* _Task instructions_:
From the line containing "Spot the brown" down to the last line of the records below, give every line again without any change.

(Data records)
# # #
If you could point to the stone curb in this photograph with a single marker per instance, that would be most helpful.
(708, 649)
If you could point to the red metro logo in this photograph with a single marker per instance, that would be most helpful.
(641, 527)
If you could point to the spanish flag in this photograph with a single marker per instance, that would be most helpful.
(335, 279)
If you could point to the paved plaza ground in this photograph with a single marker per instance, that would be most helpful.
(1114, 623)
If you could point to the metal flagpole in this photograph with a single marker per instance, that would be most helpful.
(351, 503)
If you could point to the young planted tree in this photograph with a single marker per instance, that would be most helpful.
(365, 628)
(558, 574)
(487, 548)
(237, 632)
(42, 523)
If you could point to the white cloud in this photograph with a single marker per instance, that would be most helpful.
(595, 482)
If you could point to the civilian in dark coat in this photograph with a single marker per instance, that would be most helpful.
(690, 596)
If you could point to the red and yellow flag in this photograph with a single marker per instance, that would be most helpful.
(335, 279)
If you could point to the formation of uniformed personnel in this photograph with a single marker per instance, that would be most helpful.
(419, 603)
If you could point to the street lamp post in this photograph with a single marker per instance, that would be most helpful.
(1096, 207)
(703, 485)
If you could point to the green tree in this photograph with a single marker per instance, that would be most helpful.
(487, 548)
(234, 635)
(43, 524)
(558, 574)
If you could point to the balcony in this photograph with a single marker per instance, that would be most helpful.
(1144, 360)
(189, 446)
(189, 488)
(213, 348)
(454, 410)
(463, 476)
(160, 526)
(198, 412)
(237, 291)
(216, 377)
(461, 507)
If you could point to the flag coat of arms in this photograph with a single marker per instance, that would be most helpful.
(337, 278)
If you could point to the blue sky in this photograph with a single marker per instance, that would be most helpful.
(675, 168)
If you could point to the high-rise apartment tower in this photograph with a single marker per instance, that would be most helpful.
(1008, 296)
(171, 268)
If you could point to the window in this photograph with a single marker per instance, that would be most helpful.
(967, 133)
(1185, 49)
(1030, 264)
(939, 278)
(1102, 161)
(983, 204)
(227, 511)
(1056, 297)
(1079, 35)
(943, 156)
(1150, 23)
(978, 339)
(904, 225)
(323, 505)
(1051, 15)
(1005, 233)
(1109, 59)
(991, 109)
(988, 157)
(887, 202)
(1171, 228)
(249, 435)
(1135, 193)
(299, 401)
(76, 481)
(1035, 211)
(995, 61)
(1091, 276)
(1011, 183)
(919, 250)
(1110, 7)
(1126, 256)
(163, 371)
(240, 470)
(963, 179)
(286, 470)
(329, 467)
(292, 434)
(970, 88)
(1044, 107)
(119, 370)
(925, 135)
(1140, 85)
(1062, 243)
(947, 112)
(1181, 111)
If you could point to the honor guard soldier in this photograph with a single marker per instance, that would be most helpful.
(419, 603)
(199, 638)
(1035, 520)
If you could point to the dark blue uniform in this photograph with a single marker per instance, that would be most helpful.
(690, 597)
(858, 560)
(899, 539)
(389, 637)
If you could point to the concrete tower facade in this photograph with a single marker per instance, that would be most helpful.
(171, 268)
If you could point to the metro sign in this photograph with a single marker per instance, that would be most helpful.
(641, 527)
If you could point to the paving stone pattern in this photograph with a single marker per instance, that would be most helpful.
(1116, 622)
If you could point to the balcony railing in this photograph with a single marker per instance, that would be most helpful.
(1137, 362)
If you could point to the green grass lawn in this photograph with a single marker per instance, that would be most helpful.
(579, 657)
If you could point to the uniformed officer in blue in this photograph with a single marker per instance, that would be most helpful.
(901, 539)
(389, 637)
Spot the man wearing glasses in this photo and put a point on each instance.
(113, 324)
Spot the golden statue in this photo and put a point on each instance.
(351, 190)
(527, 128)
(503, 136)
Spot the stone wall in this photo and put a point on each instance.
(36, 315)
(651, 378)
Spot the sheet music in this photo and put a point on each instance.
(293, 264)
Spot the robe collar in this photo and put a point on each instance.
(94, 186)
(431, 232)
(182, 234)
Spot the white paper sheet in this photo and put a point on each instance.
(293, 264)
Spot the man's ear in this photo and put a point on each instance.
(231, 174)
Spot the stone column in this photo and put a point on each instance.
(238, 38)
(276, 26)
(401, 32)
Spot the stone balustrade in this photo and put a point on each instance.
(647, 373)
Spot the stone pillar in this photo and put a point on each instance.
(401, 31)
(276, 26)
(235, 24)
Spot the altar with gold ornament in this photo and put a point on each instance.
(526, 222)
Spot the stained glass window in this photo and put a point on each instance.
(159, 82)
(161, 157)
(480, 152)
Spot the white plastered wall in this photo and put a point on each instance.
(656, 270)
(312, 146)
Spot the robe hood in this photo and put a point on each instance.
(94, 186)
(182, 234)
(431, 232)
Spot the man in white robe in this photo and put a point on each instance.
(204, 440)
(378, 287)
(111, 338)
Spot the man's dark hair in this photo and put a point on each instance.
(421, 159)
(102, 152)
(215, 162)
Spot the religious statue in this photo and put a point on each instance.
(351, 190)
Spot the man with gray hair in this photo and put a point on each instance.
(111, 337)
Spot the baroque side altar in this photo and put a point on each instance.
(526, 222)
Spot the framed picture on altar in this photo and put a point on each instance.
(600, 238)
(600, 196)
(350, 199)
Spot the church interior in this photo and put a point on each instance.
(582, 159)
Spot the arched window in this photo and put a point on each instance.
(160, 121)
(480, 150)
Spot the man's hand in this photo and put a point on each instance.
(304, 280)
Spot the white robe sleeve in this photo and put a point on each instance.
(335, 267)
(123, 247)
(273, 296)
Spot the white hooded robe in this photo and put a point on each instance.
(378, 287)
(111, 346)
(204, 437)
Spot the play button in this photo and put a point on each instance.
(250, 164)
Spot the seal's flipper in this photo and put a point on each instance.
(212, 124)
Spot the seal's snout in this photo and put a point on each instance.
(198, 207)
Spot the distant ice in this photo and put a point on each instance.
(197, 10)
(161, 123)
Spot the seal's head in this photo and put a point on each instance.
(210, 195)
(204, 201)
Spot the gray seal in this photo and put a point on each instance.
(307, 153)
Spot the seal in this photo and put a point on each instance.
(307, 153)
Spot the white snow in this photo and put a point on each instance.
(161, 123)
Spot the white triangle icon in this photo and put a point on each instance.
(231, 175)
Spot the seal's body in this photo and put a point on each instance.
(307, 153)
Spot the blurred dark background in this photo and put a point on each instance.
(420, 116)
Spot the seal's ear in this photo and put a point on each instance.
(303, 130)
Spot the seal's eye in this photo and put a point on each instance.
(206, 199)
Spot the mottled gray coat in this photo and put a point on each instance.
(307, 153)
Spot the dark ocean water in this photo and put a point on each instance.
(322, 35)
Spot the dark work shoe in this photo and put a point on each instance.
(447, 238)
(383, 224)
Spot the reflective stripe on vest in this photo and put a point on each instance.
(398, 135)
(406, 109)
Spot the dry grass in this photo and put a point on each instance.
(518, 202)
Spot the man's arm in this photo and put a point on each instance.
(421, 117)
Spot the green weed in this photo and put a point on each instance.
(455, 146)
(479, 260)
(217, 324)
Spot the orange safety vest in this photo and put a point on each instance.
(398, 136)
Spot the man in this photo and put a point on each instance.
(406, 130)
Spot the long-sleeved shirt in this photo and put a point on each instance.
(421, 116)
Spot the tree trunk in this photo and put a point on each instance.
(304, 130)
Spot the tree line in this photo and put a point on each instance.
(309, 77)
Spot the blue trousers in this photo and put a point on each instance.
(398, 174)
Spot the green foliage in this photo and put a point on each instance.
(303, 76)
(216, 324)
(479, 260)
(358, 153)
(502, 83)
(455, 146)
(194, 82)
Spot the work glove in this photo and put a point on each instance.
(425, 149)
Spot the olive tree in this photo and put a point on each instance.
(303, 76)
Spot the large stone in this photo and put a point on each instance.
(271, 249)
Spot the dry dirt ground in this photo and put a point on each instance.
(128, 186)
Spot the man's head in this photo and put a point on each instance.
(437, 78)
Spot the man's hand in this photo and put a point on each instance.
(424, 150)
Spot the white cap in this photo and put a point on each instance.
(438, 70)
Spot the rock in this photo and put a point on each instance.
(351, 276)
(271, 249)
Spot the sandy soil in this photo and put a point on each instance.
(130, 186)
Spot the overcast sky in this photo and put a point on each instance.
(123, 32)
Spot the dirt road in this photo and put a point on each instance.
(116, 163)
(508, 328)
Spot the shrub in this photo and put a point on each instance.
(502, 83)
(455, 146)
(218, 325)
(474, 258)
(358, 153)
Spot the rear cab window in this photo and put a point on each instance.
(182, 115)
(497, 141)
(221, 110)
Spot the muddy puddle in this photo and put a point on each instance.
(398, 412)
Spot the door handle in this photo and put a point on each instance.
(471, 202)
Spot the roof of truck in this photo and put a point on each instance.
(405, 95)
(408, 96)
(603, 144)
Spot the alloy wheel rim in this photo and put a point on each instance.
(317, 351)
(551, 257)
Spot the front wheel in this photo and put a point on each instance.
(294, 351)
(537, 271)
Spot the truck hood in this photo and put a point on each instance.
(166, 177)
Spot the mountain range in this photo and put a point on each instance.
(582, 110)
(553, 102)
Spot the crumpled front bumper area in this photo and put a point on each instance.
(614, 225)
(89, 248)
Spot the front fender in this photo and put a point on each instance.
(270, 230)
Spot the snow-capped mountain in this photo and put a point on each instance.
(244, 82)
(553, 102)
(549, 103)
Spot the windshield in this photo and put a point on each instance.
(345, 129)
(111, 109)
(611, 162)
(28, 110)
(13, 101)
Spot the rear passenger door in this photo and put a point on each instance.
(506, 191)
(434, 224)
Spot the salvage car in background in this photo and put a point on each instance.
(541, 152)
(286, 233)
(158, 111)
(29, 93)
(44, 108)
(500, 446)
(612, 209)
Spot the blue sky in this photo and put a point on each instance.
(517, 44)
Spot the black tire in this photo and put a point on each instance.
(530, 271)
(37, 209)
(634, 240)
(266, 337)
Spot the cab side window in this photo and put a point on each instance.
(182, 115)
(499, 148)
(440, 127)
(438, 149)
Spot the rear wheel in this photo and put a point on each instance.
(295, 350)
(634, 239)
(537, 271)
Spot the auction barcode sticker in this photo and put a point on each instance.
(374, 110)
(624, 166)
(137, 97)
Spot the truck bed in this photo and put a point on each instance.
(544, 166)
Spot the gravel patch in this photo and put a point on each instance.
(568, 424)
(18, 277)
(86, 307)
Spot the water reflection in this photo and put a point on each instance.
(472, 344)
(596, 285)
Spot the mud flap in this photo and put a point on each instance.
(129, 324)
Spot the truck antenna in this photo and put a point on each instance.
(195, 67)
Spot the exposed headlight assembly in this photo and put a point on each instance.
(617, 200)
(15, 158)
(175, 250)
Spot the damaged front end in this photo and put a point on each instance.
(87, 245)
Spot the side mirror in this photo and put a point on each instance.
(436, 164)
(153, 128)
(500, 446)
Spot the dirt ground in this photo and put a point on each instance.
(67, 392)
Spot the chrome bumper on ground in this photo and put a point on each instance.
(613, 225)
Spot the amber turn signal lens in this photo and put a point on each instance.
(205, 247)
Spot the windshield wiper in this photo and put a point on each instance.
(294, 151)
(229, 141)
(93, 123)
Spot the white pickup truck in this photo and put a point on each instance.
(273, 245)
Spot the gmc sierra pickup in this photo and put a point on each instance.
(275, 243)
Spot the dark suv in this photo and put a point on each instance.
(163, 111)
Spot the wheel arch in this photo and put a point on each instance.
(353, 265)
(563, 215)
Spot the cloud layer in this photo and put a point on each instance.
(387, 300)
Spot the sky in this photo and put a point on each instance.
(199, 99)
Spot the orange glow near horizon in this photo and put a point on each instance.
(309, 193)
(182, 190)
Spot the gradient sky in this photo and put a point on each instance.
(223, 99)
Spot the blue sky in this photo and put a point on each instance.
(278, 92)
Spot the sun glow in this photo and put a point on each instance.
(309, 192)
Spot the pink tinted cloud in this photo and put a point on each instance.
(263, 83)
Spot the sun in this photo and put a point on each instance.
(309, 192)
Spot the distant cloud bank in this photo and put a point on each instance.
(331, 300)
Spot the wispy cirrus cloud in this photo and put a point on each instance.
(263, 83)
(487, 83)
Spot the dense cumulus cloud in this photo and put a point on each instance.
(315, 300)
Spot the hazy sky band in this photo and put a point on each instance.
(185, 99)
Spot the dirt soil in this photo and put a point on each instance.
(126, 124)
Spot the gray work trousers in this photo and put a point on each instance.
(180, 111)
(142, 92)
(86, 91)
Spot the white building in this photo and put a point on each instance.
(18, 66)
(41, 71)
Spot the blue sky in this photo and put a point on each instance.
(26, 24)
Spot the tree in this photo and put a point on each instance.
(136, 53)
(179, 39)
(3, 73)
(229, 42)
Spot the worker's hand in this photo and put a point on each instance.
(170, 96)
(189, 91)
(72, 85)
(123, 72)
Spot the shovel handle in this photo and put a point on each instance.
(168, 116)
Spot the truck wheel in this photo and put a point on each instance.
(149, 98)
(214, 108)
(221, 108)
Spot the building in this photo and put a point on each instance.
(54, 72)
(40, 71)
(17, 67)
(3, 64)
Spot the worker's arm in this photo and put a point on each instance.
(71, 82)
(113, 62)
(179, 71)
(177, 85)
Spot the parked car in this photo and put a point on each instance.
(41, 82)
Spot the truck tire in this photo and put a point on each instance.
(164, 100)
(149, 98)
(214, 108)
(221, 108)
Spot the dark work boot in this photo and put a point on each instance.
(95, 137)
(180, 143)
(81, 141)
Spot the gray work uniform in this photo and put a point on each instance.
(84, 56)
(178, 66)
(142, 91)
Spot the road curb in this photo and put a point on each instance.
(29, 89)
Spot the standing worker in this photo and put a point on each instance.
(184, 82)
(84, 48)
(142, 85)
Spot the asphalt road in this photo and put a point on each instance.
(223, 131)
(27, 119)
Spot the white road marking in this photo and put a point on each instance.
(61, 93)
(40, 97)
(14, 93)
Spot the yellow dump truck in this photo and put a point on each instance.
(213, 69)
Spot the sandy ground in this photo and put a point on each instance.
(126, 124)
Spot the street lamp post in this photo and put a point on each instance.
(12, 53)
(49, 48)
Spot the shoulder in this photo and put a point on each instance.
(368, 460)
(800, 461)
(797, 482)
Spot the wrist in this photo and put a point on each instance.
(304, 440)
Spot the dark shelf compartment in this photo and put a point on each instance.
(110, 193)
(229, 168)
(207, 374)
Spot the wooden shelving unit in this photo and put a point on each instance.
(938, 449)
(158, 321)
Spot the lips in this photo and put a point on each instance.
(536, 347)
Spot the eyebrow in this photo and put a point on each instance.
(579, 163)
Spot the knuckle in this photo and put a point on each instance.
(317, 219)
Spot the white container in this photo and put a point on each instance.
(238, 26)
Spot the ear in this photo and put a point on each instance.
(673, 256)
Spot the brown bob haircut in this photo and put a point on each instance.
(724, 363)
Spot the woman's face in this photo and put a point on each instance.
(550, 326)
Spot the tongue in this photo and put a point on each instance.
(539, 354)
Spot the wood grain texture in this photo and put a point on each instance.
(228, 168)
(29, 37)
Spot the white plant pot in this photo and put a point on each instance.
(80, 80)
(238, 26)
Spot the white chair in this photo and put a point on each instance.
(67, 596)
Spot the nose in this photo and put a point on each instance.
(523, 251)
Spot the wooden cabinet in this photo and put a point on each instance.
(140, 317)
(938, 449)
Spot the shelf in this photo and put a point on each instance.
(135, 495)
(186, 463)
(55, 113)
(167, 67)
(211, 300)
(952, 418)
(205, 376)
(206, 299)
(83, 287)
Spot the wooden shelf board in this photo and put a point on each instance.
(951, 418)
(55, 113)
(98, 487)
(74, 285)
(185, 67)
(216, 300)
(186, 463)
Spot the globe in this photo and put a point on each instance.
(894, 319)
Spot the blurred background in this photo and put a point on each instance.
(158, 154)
# # #
* _Solution for this problem_:
Spot the brown bob haircut in this photo and put a point on each instance.
(724, 363)
Spot the woman's face in this photo and put a point on each instance.
(550, 326)
Spot the tongue in this photo and put a point on each instance.
(539, 354)
Spot the wood grain texture in this photo and put a point on each instance.
(228, 168)
(29, 37)
Spot the white plant pot in this photo and put a point on each instance.
(80, 80)
(238, 26)
Spot the white chair in this photo and put a point on each instance.
(67, 596)
Spot the nose in this photo and put a point on each instance.
(523, 251)
Spot the wooden cabinet in this photo and put a point on each instance.
(140, 317)
(938, 449)
Spot the shelf in this photo and put a point on each instance.
(135, 495)
(186, 463)
(55, 113)
(167, 67)
(211, 300)
(952, 418)
(205, 376)
(206, 299)
(83, 287)
Spot the wooden shelf board in this photo and put a point on each instance.
(951, 418)
(55, 113)
(98, 487)
(74, 285)
(185, 67)
(216, 300)
(186, 463)
Spot the globe in this photo and put a point on each instance.
(894, 319)
Spot the blurred background in this photo and put a point on each instance.
(158, 154)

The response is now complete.